Trecho
..............................

Os princípios diferenciam-se das regras e dividem-se em diretrizes políticas (policies) e princípios em sentido estrito (principle). DWORKIN classifica, pois, as normas jurídicas em: 1) princípios no sentido genérico, que se dividem em: 1.1) princípios em sentido estrito, entendidos como “uma diretriz que deve ser implementada e respeitada não porque vá garantir ou assegurar uma situação econômica, política ou social considerada desejável, mas por ser uma exigência da justiça ou da eqüidade ou de alguma outra dimensão moral”[6]; 1.2) diretrizes políticas, que seriam “aqueles tipo de diretriz que estabelece objetivos para serem alcançados pela comunidade, geralmente uma melhoria em alguma área econômica, política ou social da comunidade (apesar de alguns objetivos serem negativos na medida em que eles estipulam que determinadas conquistas precisam ser protegidas de mudanças adversas.”[7] ; 2) regras, que são normas sobre as quais “não podemos falar que uma é mais importante do que a outra no sistema de regras, de modo que quando duas regras conflitam, uma delas não pode ser válida.”[8]

Aos diferentes tipos de normas, aplicam-se modos diversos de resolução de conflitos, que irá mudar de acordo com o tipo de norma: 1) o conflito entre as regras resolve-se à maneira do tudo ou nada (all or nothing), em que a solução da controvérsia exige a invalidade de uma das regras conflitantes ou a incidência de uma cláusula de exceção para uma delas; 2) já o conflito entre princípios em sentido estrito resolve-se na dimensão do peso (não da validade), que é aferido a partir de uma leitura moral da Constituição orientada em princípios pelo juiz Hércules para que ser tomada a melhor decisão possível para aplicação do direito ao caso concreto; 3) já os problemas relacionados às diretrizes políticas resolvem-se fora do poder judiciário pelo poderes que atuam no campo estritamente político.

A figura do juiz Hércules, criada por DWORKIN,[9] simboliza as qualidades excepcionais de que deve ser dotado o juiz para reconstruir, com coerência, o direito vigente, em cada caso, para que seja tomada melhor decisão possível amparada na leitura moral dos princípios,[10] pois “uma decisão jurídica de um caso particular só é correta, quando se encaixa num sistema jurídico coerente.”[11]

Para garantir a correção do direito, uma reconstrução racional e coerente do direito vigente, fundada em uma leitura moral dos direitos individuais, é apresentada. Esta reconstrução parte de uma proposta liberal do direito, fundada numa leitura moral dos princípios liberais, em que os direitos devem ser entendidos como limites ao poder do Estado.[12]

Neste contexto, o princípio da integridade precisa ser reconhecido por todos os membros da comunidade do direito, que se reconhecem, reciprocamente, como dignos de igual respeito e consideração.

..............................

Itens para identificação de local
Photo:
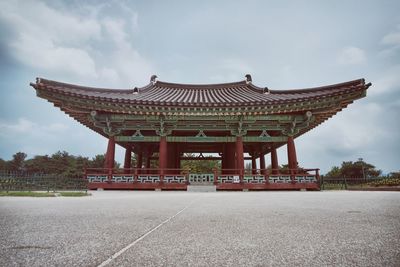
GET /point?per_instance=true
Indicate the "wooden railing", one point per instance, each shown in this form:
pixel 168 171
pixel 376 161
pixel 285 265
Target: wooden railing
pixel 234 176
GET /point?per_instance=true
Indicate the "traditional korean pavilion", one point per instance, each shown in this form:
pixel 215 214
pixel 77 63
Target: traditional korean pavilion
pixel 162 121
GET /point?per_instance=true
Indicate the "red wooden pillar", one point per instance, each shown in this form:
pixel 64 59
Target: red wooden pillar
pixel 110 155
pixel 128 158
pixel 292 158
pixel 139 159
pixel 148 161
pixel 239 157
pixel 163 156
pixel 274 161
pixel 262 163
pixel 223 158
pixel 177 158
pixel 253 165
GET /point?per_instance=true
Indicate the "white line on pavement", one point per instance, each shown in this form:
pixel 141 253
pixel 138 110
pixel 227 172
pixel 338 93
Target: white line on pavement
pixel 117 254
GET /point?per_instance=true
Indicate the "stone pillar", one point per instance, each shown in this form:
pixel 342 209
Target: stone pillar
pixel 262 163
pixel 163 154
pixel 274 161
pixel 110 155
pixel 128 157
pixel 292 158
pixel 239 156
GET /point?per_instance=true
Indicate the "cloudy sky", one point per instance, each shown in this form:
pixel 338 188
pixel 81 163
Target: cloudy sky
pixel 283 44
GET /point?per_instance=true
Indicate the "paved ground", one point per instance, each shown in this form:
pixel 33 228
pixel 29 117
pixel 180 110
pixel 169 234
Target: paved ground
pixel 231 228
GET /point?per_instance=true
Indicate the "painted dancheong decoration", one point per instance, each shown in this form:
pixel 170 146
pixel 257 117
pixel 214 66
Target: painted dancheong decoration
pixel 162 121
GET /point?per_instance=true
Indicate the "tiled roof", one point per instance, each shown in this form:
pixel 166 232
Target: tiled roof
pixel 158 93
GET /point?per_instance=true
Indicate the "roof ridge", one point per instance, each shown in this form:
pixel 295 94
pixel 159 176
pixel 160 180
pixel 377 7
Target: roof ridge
pixel 199 86
pixel 75 86
pixel 319 88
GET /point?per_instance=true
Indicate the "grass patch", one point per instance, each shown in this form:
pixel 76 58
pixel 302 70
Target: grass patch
pixel 74 194
pixel 25 194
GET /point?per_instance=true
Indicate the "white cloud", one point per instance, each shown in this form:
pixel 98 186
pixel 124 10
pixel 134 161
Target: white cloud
pixel 388 82
pixel 24 126
pixel 391 39
pixel 351 56
pixel 64 43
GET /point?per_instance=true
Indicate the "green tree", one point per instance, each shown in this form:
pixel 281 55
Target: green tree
pixel 3 164
pixel 18 161
pixel 335 172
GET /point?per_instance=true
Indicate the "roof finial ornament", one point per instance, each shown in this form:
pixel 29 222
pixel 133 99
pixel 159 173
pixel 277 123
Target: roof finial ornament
pixel 153 79
pixel 248 78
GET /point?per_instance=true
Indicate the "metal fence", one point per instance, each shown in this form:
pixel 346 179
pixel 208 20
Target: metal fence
pixel 22 181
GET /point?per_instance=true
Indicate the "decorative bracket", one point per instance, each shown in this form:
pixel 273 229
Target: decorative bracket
pixel 296 126
pixel 241 131
pixel 137 134
pixel 201 134
pixel 264 134
pixel 162 131
pixel 107 128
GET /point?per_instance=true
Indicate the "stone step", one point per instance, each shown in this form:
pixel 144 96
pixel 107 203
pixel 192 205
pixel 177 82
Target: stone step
pixel 202 188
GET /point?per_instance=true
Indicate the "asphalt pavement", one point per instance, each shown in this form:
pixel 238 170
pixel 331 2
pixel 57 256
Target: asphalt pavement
pixel 147 228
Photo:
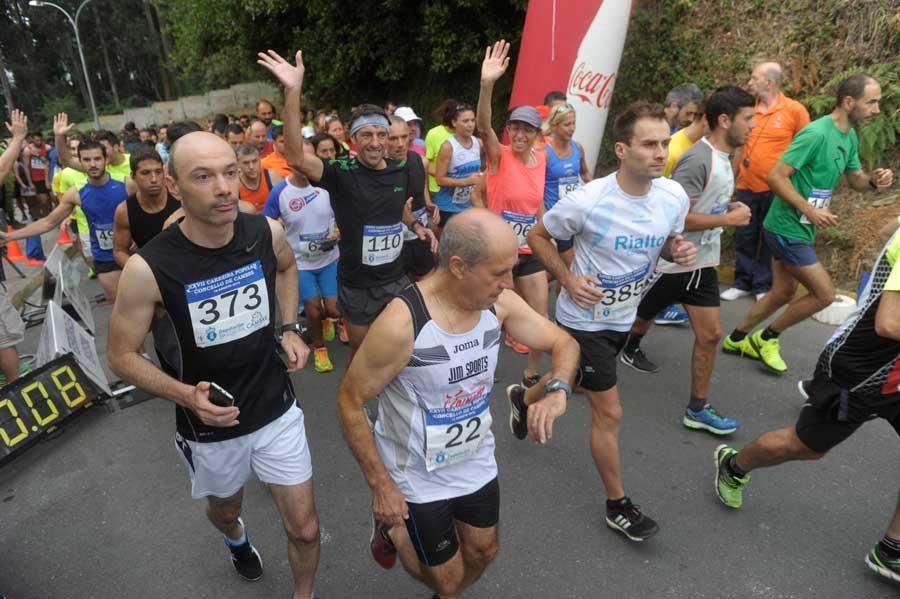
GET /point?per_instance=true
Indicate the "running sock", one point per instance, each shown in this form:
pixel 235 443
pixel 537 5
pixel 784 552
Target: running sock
pixel 696 404
pixel 239 542
pixel 890 546
pixel 768 333
pixel 617 504
pixel 633 343
pixel 733 469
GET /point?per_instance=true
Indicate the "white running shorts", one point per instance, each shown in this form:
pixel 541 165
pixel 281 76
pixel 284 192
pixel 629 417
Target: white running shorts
pixel 277 454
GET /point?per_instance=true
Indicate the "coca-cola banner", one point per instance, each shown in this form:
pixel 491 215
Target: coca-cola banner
pixel 573 46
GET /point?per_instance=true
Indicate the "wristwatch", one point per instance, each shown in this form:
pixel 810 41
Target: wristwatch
pixel 558 385
pixel 291 326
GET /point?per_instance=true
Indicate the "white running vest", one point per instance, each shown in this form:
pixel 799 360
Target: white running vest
pixel 434 421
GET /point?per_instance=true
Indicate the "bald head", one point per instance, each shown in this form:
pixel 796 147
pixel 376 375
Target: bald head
pixel 474 236
pixel 772 71
pixel 199 144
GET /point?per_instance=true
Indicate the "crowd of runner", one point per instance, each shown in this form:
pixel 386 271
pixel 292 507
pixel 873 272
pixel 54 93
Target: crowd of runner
pixel 425 251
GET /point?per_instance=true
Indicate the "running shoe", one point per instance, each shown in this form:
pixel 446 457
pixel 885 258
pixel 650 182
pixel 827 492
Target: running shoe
pixel 729 488
pixel 530 381
pixel 769 352
pixel 519 348
pixel 638 360
pixel 328 329
pixel 672 315
pixel 733 293
pixel 518 411
pixel 383 549
pixel 322 360
pixel 708 419
pixel 740 348
pixel 629 520
pixel 879 562
pixel 245 558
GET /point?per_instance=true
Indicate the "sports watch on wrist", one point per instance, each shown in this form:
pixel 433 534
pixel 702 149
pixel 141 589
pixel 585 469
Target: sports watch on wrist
pixel 291 326
pixel 558 385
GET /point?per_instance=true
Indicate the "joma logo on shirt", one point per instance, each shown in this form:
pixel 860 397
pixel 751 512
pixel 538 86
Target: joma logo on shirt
pixel 630 242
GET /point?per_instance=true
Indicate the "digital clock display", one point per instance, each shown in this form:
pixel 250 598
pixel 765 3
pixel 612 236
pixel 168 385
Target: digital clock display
pixel 41 400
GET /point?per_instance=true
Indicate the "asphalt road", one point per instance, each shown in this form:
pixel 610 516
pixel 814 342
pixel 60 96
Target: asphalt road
pixel 104 510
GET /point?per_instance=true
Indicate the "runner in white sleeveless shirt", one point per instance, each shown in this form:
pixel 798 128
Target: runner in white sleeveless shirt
pixel 431 462
pixel 309 228
pixel 621 225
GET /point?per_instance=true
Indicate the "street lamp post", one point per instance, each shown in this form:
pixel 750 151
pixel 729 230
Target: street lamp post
pixel 74 24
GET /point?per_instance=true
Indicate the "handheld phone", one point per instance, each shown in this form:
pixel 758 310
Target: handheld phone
pixel 220 397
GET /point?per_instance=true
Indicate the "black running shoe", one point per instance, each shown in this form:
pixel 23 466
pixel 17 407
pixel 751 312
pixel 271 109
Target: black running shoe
pixel 245 559
pixel 518 411
pixel 629 520
pixel 531 381
pixel 638 360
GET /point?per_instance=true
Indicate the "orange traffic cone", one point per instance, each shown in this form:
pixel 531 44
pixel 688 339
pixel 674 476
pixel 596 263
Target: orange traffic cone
pixel 64 237
pixel 14 252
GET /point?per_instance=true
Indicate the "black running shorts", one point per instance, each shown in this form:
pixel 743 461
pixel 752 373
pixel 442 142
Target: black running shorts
pixel 361 306
pixel 820 425
pixel 599 349
pixel 527 265
pixel 695 288
pixel 432 526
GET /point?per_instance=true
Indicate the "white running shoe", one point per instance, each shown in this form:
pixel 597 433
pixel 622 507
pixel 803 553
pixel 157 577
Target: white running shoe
pixel 733 293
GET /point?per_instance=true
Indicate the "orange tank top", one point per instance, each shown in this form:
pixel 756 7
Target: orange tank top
pixel 516 192
pixel 257 196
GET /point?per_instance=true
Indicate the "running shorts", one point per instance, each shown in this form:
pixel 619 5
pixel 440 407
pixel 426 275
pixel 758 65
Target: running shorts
pixel 432 525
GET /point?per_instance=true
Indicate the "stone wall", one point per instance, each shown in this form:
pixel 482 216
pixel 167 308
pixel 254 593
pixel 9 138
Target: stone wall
pixel 240 98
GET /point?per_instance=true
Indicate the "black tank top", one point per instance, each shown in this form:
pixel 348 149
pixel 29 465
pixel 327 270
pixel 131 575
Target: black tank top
pixel 221 303
pixel 144 225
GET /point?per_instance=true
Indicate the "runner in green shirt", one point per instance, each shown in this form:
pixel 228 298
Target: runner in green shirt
pixel 803 181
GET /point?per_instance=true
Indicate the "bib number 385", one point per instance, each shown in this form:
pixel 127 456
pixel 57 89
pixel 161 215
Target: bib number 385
pixel 228 307
pixel 453 435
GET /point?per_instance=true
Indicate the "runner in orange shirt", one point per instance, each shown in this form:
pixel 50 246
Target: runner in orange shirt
pixel 778 119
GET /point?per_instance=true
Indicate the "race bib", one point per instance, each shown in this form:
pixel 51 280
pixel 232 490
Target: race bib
pixel 310 245
pixel 382 244
pixel 454 434
pixel 567 185
pixel 711 235
pixel 621 293
pixel 818 198
pixel 521 224
pixel 462 195
pixel 104 238
pixel 228 307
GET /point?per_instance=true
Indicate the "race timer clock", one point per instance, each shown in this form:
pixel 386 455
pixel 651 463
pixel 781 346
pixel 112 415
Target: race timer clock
pixel 41 400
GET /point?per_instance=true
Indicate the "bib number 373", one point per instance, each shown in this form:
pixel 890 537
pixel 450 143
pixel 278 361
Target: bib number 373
pixel 229 306
pixel 452 435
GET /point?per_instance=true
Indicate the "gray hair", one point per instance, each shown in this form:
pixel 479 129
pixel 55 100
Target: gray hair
pixel 246 150
pixel 465 239
pixel 684 94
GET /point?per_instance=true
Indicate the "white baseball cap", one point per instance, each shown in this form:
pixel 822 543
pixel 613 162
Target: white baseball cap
pixel 407 114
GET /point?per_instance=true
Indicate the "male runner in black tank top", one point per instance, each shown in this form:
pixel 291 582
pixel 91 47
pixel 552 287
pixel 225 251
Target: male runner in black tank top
pixel 217 274
pixel 371 199
pixel 141 216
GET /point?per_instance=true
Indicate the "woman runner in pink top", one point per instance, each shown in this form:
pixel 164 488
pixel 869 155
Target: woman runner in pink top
pixel 515 188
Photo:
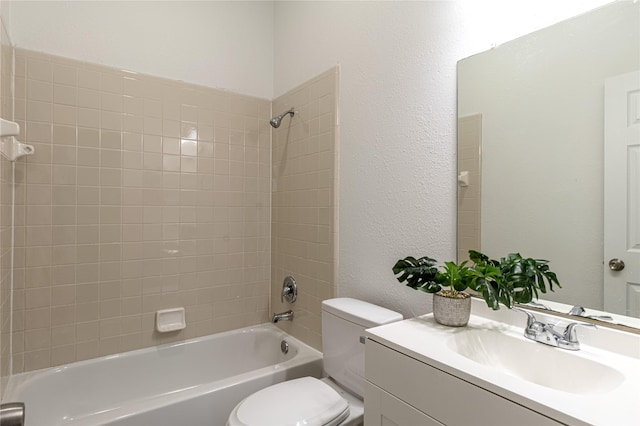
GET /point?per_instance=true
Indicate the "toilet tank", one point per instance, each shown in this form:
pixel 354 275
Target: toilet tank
pixel 343 323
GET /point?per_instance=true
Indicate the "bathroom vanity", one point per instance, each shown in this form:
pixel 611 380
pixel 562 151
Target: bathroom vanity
pixel 422 373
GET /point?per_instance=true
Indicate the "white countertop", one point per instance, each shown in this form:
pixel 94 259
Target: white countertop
pixel 425 340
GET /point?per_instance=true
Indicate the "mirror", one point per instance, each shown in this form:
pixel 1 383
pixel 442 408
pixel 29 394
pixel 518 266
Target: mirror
pixel 531 149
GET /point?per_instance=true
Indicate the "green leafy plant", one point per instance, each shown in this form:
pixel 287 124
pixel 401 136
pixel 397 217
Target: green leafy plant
pixel 512 279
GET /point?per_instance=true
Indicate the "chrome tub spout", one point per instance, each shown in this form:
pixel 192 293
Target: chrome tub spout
pixel 283 316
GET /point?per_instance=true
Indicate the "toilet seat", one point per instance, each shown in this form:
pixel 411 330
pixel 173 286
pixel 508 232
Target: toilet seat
pixel 305 401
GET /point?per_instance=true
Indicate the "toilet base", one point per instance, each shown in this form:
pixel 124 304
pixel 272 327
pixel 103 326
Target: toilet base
pixel 356 406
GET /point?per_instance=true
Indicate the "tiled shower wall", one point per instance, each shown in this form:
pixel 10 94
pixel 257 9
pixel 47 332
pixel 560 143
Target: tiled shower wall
pixel 6 179
pixel 304 203
pixel 142 194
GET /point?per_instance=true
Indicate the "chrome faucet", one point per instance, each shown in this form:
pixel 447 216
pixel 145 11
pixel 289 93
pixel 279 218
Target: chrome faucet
pixel 545 333
pixel 283 316
pixel 581 312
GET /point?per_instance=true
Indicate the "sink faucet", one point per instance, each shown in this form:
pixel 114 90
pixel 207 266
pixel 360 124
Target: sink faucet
pixel 283 316
pixel 545 333
pixel 581 312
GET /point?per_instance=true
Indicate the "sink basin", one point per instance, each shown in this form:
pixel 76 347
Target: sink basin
pixel 534 362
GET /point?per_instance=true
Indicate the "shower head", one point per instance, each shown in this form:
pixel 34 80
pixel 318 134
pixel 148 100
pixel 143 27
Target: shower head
pixel 275 121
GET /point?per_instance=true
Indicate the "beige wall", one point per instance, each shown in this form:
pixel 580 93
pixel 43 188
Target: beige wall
pixel 304 221
pixel 143 194
pixel 6 111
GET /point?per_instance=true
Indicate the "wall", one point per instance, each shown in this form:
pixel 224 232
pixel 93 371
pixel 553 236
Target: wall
pixel 143 194
pixel 6 183
pixel 397 119
pixel 304 203
pixel 469 196
pixel 221 44
pixel 397 99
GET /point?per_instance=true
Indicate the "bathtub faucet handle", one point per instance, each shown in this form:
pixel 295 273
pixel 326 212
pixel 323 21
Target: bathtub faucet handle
pixel 283 316
pixel 289 290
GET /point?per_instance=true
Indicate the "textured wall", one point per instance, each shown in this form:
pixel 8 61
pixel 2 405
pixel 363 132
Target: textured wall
pixel 222 44
pixel 397 118
pixel 304 189
pixel 143 194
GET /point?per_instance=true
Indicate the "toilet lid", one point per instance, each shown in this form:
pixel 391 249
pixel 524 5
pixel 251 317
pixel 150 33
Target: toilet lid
pixel 306 401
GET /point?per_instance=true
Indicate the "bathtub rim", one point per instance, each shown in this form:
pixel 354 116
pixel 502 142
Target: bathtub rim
pixel 306 355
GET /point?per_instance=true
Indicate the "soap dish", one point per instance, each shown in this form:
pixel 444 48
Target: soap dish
pixel 170 320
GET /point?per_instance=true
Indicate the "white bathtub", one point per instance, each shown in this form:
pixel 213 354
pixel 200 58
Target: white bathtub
pixel 192 383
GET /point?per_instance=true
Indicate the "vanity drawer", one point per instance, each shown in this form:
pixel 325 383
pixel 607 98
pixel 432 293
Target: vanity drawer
pixel 443 397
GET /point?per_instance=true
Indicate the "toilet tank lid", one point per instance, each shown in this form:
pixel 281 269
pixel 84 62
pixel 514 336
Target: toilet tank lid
pixel 360 312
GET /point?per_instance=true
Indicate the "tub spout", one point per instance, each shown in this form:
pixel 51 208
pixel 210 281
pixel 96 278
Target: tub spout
pixel 283 316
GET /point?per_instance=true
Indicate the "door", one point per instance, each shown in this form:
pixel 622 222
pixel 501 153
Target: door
pixel 622 195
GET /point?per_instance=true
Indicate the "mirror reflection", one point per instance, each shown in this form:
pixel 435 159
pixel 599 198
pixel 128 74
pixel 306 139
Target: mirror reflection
pixel 549 155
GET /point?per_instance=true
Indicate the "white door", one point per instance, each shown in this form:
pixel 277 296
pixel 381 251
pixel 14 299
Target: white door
pixel 622 195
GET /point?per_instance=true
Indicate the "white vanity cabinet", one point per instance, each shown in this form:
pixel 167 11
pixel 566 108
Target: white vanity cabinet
pixel 401 390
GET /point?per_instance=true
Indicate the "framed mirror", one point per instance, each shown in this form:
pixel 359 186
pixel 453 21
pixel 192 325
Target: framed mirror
pixel 532 143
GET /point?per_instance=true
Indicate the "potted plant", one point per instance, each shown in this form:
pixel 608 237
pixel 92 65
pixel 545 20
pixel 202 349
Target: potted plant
pixel 512 279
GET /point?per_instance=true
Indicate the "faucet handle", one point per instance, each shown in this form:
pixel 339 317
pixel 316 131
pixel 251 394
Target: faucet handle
pixel 570 334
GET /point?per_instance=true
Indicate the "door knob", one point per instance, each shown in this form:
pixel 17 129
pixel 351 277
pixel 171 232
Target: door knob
pixel 616 265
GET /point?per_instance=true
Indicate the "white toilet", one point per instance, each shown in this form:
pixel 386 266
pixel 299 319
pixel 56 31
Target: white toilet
pixel 334 400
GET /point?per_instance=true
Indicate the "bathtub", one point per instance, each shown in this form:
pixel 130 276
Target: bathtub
pixel 191 383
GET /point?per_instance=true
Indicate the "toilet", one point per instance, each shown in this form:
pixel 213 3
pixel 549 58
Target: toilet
pixel 333 400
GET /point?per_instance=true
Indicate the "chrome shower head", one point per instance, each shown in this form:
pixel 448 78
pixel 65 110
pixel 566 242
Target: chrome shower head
pixel 275 121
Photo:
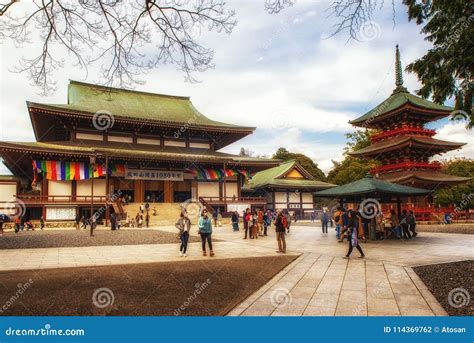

..............................

Objetivo da tarefa
Transcreva sem nenhuma alteração a parte do trecho sobre as normas jurídicas em Dworkin que começa nas palavras "Aos diferentes tipos" e vai até as palavras "campo estritamente político.", inclusive.

Resolução do problema
Aos diferentes tipos de normas, aplicam-se modos diversos de resolução de conflitos, que irá mudar de acordo com o tipo de norma: 1) o conflito entre as regras resolve-se à maneira do tudo ou nada (all or nothing), em que a solução da controvérsia exige a invalidade de uma das regras conflitantes ou a incidência de uma cláusula de exceção para uma delas; 2) já o conflito entre princípios em sentido estrito resolve-se na dimensão do peso (não da validade), que é aferido a partir de uma leitura moral da Constituição orientada em princípios pelo juiz Hércules para que ser tomada a melhor decisão possível para aplicação do direito ao caso concreto; 3) já os problemas relacionados às diretrizes políticas resolvem-se fora do poder judiciário pelo poderes que atuam no campo estritamente político.